> **文書の抜粋**
<<<<
図1B図1Bは、本発明の概念にかかる水素製造システムおよび燃料セルを組み込んだ完全に一体化された電力システムを示す。
図2図2は、本出願の概念にかかる水素製造システムの一実施形態である。
図3図3は、燃料セルを供給する水素製造システムの本発明の概念のさらなる実施形態を示す。
図4A図4Aは、本発明の概念の移動型の実施形態の前面図を示す。
図4B図4Bは、本発明の概念の移動型の実施形態の側面図を示す。
図4C図4Cは、本発明の概念の移動型の実施形態の分解図を示す。
図5A図5Aは、本発明の概念の移動型の実施形態の水平方向の実施を示す。
図5B図5Bは、本発明の概念の移動型の実施形態の水平方向の実施を示す。
図6図6は、本発明の概念の移動型の実施形態の外形に沿った態様を示す。
図7図7は、種々の水素燃料のエネルギー密度の特徴を示す図である。
図8図8は、本発明の概念に従う制御されたゲルの膨潤を示す。
図9図9は、操作中の加水分解機と加水分解可能なヒドリドゲルカートリッジベース部材の切断図を示す。
図10図10は、加水分解可能なヒドリドゲルカートリッジベース部材の構造の代替的な図を示す。
図11図11は、型の使用によって作られる加水分解可能なヒドリドゲルの一実施形態を示す。
図12図12は、孔および/または経路を含む加水分解可能なヒドリドゲルの一部を示す。
図13図13は、型の使用によって経路を有するように作られた加水分解可能なヒドリドゲルの一部を示す。
図14図14は、加水分解可能なヒドリド材料を用いて作られた平板を示す。
【発明を実施するための形態】
【0009】
既存のエネルギーを必要とする装置、特に、このような携帯用装置は、電池および電力のための他の燃料に依存している。欠点の中で、特に、電池の過剰な重量および大きさは、その性能をひどく制限する。他の燃料は、高い燃焼性および爆発の問題を有するガソリンのように、それ自体が欠点を有する。
>>>>
> **課題のねらい**
水素製造システムについての文書の抜粋を、最後の文の後から書き継ぐこと。

[名前付き対象の指し示し記録]
<<<<
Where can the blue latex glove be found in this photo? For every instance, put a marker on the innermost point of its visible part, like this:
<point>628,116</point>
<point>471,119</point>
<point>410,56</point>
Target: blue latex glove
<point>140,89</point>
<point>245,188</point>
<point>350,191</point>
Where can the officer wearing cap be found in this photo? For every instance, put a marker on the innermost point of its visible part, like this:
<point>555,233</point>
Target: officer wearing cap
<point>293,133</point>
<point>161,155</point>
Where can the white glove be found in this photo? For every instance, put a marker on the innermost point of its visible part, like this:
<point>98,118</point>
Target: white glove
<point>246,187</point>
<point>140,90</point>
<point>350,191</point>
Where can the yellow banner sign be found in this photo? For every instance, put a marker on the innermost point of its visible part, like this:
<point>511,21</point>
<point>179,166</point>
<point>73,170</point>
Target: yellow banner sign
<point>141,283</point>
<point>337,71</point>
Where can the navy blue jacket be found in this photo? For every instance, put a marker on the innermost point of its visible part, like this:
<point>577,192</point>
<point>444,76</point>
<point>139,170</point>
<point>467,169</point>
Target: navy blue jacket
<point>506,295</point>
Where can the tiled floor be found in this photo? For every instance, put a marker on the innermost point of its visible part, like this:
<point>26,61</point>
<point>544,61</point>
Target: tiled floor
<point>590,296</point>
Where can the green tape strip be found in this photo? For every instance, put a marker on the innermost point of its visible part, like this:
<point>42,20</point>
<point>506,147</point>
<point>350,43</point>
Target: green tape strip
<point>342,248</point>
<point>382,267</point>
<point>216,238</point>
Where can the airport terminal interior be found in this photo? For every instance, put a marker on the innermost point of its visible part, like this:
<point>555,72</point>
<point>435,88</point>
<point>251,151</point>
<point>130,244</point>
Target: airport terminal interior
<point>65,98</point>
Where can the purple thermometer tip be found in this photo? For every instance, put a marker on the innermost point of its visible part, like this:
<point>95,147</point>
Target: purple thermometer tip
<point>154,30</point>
>>>>
> **解答**
【0010】
従って、本出願は、水素を水素エネルギー発生機(限定されないが、燃料セルおよび水素系の内燃機関)に供給するように設計された軽量の加水分解可能なヒドリド系燃料生成システムを開示し、上述の装置に電力を供給する。
【0011】
水素製造システムにおける加水分解可能なヒドリドの反応性は、親水性と疎水性の内容物を用いることによって制御され、この内容物は、ポリマーゲル(例えば、硬化した)封入剤中で調整されている。本明細書で使用される場合、調整とは、親水性材料と疎水性材料の比率が、特定の実施に依存して特定の量で含まれることを意味することを意図している。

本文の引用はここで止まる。